News & Media

News & Media

Jun 25, 2009

Boxed Water? Cool!

The Minneapolis/St. Paul CityPages highlights a cool new product called Boxed Water. Chic, sure, and at Bottled Water Matters we’re okay with boxed water…to a point.

The product inside is still “bottled water.”  The difference is the packaging.

So says the article:

The boxes have a smaller carbon footprint than bottles because they’re made mostly from trees from sustainably managed forests, can be shipped flat when empty, and can, in theory, be recycled. (The plastic screw caps on top make them refillable.)

Nice, but plastic water bottles are completely recyclable, too.  Both the box and the plastic use natural resources.  The article also references a post over at Shefzilla, which recognizes how bottled water compares to other industries in terms of water and natural resources consumption.  Notes that blog:

The World Wildlife Fund created a two-minute video recently that explains how a single latte requires 53 gallons (or 848 cups) of water to grow the beans and feed the cows that produce the milk to make the drink. Slightly different numbers according to the Water Footprint Network:

Glass of beer = 19.8 gallons 
Glass of wine = 31.7 gallons 
Cup of coffee = 37 gallons 
Hamburger = 634 gallons 
Cotton T-shirt = 713 gallons 
Sheet of paper = 2.6 gallons

Obviously no one likes plastic, but it’s cherry picking to argue that bottling water is unethical.

— Data shown —
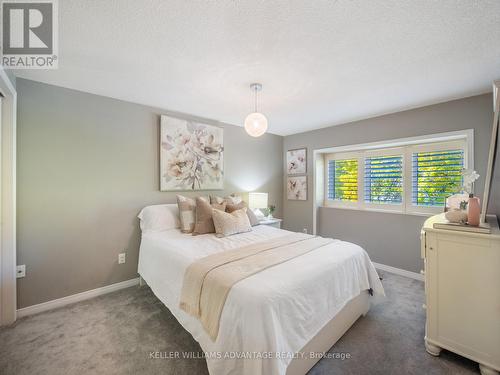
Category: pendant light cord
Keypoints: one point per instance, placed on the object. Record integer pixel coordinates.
(255, 90)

— Written instruction —
Reproduce the full boxed water post above, word for word.

— The reply —
News & Media

News & Media

Jun 25, 2009

Boxed Water? Cool!

The Minneapolis/St. Paul CityPages highlights a cool new product called Boxed Water. Chic, sure, and at Bottled Water Matters we’re okay with boxed water…to a point.

The product inside is still “bottled water.”  The difference is the packaging.

So says the article:

The boxes have a smaller carbon footprint than bottles because they’re made mostly from trees from sustainably managed forests, can be shipped flat when empty, and can, in theory, be recycled. (The plastic screw caps on top make them refillable.)

Nice, but plastic water bottles are completely recyclable, too.  Both the box and the plastic use natural resources.  The article also references a post over at Shefzilla, which recognizes how bottled water compares to other industries in terms of water and natural resources consumption.  Notes that blog:

The World Wildlife Fund created a two-minute video recently that explains how a single latte requires 53 gallons (or 848 cups) of water to grow the beans and feed the cows that produce the milk to make the drink. Slightly different numbers according to the Water Footprint Network:

Glass of beer = 19.8 gallons 
Glass of wine = 31.7 gallons 
Cup of coffee = 37 gallons 
Hamburger = 634 gallons 
Cotton T-shirt = 713 gallons 
Sheet of paper = 2.6 gallons

Obviously no one likes plastic, but it’s cherry picking to argue that bottling water is unethical.